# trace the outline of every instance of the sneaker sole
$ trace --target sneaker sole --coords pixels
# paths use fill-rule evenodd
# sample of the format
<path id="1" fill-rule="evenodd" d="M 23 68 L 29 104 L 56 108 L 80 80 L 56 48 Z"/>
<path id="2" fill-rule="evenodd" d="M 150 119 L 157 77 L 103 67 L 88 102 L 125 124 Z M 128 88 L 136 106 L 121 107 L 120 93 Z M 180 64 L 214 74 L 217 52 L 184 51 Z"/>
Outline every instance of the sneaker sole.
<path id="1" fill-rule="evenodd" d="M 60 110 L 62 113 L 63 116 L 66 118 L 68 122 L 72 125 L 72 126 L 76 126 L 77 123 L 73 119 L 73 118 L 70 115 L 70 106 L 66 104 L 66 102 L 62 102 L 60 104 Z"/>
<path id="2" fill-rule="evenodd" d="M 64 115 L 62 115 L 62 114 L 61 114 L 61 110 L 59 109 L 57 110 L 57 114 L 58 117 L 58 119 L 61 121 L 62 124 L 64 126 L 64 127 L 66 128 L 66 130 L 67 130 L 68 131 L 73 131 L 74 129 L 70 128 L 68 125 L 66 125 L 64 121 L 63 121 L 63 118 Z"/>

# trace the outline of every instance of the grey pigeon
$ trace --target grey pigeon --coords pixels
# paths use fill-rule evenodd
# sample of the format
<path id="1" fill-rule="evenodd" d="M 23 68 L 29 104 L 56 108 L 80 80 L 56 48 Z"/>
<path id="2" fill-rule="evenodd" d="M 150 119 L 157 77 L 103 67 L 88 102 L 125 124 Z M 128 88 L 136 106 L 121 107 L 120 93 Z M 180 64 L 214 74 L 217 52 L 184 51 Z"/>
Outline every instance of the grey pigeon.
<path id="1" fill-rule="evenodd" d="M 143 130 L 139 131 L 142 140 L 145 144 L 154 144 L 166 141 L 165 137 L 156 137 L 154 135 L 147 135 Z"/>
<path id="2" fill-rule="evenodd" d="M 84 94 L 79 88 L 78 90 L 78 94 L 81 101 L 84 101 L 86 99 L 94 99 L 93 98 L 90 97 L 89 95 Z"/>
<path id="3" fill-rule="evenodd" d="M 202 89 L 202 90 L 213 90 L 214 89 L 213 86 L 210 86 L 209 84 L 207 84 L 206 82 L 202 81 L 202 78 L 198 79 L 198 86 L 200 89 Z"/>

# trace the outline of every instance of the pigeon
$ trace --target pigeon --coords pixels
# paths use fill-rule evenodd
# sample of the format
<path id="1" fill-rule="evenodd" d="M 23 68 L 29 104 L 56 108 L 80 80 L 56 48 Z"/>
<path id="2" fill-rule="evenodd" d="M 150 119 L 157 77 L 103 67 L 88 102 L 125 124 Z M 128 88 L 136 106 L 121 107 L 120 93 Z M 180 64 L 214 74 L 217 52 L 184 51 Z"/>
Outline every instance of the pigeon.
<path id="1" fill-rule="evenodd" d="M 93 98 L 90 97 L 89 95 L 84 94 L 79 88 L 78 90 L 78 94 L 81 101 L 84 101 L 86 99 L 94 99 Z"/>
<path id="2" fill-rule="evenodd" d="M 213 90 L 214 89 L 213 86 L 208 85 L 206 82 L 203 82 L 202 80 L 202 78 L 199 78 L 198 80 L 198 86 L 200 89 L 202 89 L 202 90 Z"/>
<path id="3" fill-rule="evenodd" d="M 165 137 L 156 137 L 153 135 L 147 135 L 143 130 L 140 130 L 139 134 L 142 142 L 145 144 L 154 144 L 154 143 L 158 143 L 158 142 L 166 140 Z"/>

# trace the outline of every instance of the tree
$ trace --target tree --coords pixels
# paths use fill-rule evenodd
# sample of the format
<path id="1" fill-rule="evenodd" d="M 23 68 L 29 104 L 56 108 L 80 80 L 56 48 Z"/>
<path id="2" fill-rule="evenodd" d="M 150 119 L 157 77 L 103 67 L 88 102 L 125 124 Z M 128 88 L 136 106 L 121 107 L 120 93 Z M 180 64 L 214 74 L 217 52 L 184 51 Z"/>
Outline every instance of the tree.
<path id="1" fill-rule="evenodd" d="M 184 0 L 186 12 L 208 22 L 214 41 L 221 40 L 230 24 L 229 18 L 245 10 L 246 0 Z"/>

──────────────────────────────

§ **What to produce**
Retype the rows above character for character, from their first line through the line that contains "60 110 L 62".

§ **Correct response**
# trace the outline of every instance of the sneaker sole
$ trace --target sneaker sole --coords pixels
# paths use fill-rule evenodd
# sample of the format
<path id="1" fill-rule="evenodd" d="M 23 68 L 29 104 L 56 108 L 80 80 L 56 48 Z"/>
<path id="2" fill-rule="evenodd" d="M 150 119 L 157 77 L 103 67 L 88 102 L 125 124 Z M 128 88 L 136 106 L 121 107 L 120 93 Z M 180 64 L 214 74 L 217 52 L 184 51 Z"/>
Outline every instance of the sneaker sole.
<path id="1" fill-rule="evenodd" d="M 60 110 L 62 113 L 63 116 L 66 118 L 68 122 L 72 125 L 72 126 L 76 126 L 77 123 L 73 119 L 73 118 L 70 115 L 70 106 L 66 104 L 66 102 L 62 102 L 60 104 Z"/>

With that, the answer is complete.